### Given instruction A
In the Day 16 essay on anger, what was the writer taught about the heart while growing up?
### Given instruction B
Continue the Day 16 essay on anger from the point where its text stops.

### Document segment
This is 31 Conversations From the Front Porch Day 16…. you can find the whole series here
Day 16: You Have Anger For a Reason
One of the things that happened to me after that summer when I realized that my extended family was in fact dysfunctional – was sifting through all the emotions particularly anger that came with that understanding. For a while I felt duped – like they all knew they were a royal mess, but kept that truth from me. I felt duped that I had believed the best about others, giving them the benefit of the doubt, when in reality that same courtesy had never been extended to me or the ones I love. In all that mess of feeling duped… I had to navigate my anger.
I grew up in the Evangelical Church and in a family culture that leaned towards legalism, shame, and fear. In those settings I learned that my heart was “desperately wicked” and not to be trusted. But then I happened upon teachers who taught me that again – I had been duped – my heart was not as wicked as I had been taught. I was actually overflowing with life, goodness, and love as that Divine imprint had been given – I am an image of God-bearer. Those teachers showed me that instead of shying away from the messy emotions I needed to learn how to regain my heart, combat the voices that were trying to destroy my light, and learn to live wholeheartedly.

Extracted data entries:
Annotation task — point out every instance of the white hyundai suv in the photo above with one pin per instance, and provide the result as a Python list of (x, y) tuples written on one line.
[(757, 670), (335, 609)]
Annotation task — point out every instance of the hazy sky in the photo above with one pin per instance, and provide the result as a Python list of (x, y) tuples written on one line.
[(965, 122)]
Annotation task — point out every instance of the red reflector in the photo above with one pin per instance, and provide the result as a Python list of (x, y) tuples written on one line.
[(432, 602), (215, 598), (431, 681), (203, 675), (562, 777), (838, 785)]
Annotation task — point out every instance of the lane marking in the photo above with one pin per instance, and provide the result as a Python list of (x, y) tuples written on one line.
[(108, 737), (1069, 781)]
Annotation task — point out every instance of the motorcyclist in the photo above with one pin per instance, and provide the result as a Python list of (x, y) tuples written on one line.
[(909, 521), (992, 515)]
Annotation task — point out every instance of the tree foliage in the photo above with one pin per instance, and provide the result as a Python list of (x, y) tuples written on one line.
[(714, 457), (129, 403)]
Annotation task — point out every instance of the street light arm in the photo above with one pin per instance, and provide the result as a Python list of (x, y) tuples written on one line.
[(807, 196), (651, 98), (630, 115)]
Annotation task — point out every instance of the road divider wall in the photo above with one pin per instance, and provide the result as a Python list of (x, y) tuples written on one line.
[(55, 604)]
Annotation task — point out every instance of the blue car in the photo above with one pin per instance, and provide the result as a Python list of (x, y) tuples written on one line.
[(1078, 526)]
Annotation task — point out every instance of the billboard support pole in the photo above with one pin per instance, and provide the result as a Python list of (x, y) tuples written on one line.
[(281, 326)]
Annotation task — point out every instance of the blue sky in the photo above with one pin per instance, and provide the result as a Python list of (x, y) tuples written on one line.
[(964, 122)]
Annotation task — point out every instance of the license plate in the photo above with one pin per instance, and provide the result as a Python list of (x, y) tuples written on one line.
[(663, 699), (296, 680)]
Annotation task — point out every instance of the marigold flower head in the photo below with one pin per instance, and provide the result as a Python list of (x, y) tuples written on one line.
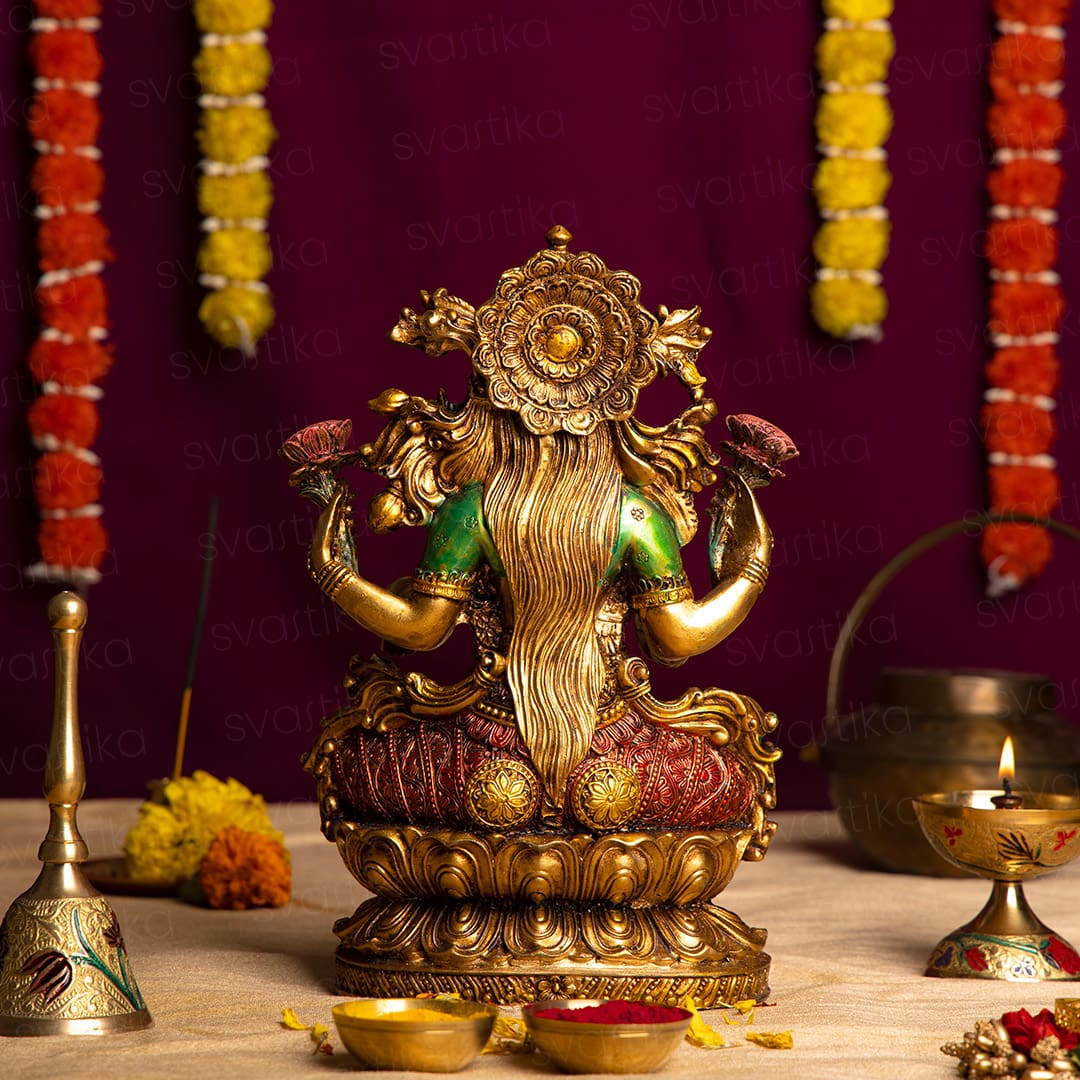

### Task answer A
The writer was taught that the heart was "desperately wicked" and not to be trusted.

### Task answer B
The church had taught me (under the table) that anger in myself and others was something that I needed to fear or hide from or avoid at all costs. I needed to play nice and keep my brothers and sisters in Christ… happy. Church discipled me to carry my shame, to hoard my fears, to shy away from my messy emotions – instead of learning how to deal with them. The church never taught me how to bear up under my anger, sorry, and joy.
I learned a whole bunch of DO NOTs in that setting, but not many healthy, wholehearted HOW TOs. And I desperately needed the HOW TOs.
My new teachers taught me that anger is there for a reason – just like all those other emotions: grief, sorrow, gladness, etc. – and instead of fearing its presence I needed to learn what my anger means. Instead of shifting away to avoid the anger of others – I had to learn how to allow them to be angry and NOT allow their anger to jump on me.
I had to learn how to allow myself and others to own their hurt. That someone’s hurt was not going to harm me.
Someone’s anger is not going to leap across the table and suffocate you. Unless they act on it in a violent way…
I have a right to be angry – you have a right to be angry. But we do not have the right to violate others in our anger.
The thing is that as I was trying to keep the peace to avoid the anger of others – I was allowing my own hurt and anger to be buried beneath a mountain of shame. I was not dealing with my own pain in a healthy, open, constructive manner. And I didn’t believe I had a good place to share. Honestly – I didn’t have a good place to share my anger and express the hurt because I was surrounded by churched grownups who did not know how to navigate their own hurt and anger. You can not teach and lead into places you have never been.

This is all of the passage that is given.